#### STATED GOAL
Rewrite all of the items below as a numbered list, leaving out the pictures and any blank lines.

--- MATERIAL TO PROCESS ---

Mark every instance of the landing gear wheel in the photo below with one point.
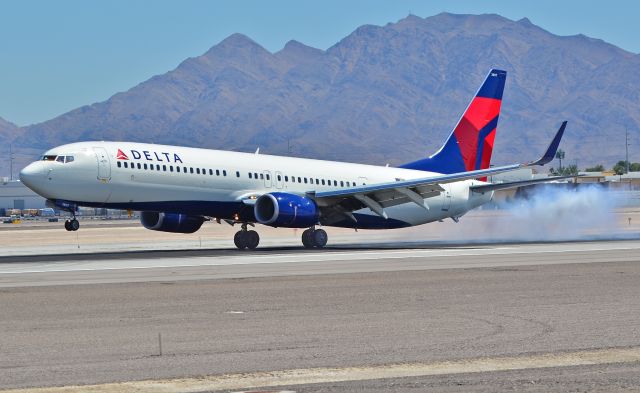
(307, 238)
(314, 238)
(239, 239)
(252, 239)
(320, 238)
(74, 224)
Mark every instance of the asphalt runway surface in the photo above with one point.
(401, 317)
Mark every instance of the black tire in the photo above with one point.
(252, 239)
(320, 238)
(307, 238)
(239, 239)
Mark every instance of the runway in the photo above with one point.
(123, 267)
(95, 319)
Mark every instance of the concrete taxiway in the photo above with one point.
(401, 317)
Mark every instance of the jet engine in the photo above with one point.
(171, 222)
(280, 209)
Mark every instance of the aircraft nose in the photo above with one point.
(32, 174)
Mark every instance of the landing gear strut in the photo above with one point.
(314, 238)
(72, 224)
(246, 239)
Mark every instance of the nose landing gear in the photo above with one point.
(246, 239)
(72, 224)
(314, 238)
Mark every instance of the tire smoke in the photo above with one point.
(556, 213)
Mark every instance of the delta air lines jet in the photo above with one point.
(177, 189)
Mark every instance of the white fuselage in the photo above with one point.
(151, 177)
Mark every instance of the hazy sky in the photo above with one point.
(58, 55)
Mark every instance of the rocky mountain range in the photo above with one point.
(383, 94)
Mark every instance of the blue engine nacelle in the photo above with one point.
(279, 209)
(171, 222)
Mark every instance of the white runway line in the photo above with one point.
(346, 374)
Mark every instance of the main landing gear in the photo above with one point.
(246, 239)
(314, 238)
(72, 224)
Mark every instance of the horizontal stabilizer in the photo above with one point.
(550, 154)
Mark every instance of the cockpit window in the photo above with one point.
(61, 159)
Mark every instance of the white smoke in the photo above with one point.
(549, 213)
(557, 213)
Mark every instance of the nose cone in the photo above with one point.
(32, 175)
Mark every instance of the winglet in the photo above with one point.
(550, 154)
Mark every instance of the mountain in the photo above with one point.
(382, 94)
(8, 132)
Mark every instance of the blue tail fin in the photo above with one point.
(470, 144)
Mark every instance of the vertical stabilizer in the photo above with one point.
(470, 144)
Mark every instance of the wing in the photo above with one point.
(379, 196)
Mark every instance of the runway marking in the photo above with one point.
(245, 259)
(347, 374)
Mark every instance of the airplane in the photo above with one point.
(177, 189)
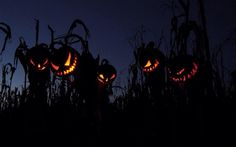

---

#### FULL RESPONSE
1. Mark every instance of the landing gear wheel in the photo below with one point.
2. (307, 238)
3. (314, 238)
4. (239, 239)
5. (252, 239)
6. (320, 238)
7. (74, 224)
8. Mark every instance of the asphalt runway surface in the photo above with one point.
9. (401, 317)
10. Mark every instance of the black tire in the photo above with one point.
11. (252, 239)
12. (320, 238)
13. (307, 238)
14. (239, 239)
15. Mark every instance of the runway in the photo above with one point.
16. (123, 267)
17. (95, 319)
18. Mark every instance of the concrete taxiway in the photo above with one point.
19. (401, 317)
20. Mark every instance of the jet engine in the photo above with one point.
21. (171, 222)
22. (280, 209)
23. Mark every instance of the aircraft nose in the photo above with one point.
24. (32, 174)
25. Mark every instance of the landing gear strut in the photo above with one point.
26. (314, 238)
27. (72, 224)
28. (246, 239)
29. Mark every instance of the nose landing gear in the photo above with one point.
30. (246, 239)
31. (72, 224)
32. (314, 238)
33. Mark every instance of the tire smoke in the photo above with one point.
34. (556, 213)
35. Mark every instance of the delta air lines jet in the photo above with one point.
36. (177, 189)
37. Mark every instance of the white fuselage in the photo above with one point.
38. (151, 177)
39. Mark every instance of the hazy sky in the photo above with one point.
40. (58, 55)
41. Mark every instance of the rocky mountain range in the photo above with one point.
42. (383, 94)
43. Mark every instance of the blue engine nacelle in the photo above with one point.
44. (279, 209)
45. (171, 222)
46. Mark every instance of the white runway line in the photo above with one point.
47. (346, 374)
48. Mark every instance of the main landing gear in the photo above with one point.
49. (246, 239)
50. (314, 238)
51. (72, 224)
52. Mark every instance of the horizontal stabilizer in the photo above with one point.
53. (550, 154)
54. Mark every instance of the cockpit window in the photo above with one point.
55. (61, 159)
56. Mark every instance of the white smoke in the photo above with one point.
57. (549, 213)
58. (557, 213)
59. Mark every instance of the nose cone in the photo above with one point.
60. (32, 175)
61. Mark every instance of the winglet in the photo above with one point.
62. (550, 154)
63. Mark every instance of the mountain in the photo above with one point.
64. (382, 94)
65. (8, 132)
66. Mark every instance of the blue tail fin in the photo above with one point.
67. (470, 144)
68. Mark every instance of the vertical stabilizer in the photo above with one point.
69. (470, 144)
70. Mark every instance of the wing in the photo above with one point.
71. (379, 196)
72. Mark every instance of the runway marking in the photo above with one point.
73. (245, 259)
74. (347, 374)
75. Mark every instance of the airplane in the photo above with one point.
76. (177, 189)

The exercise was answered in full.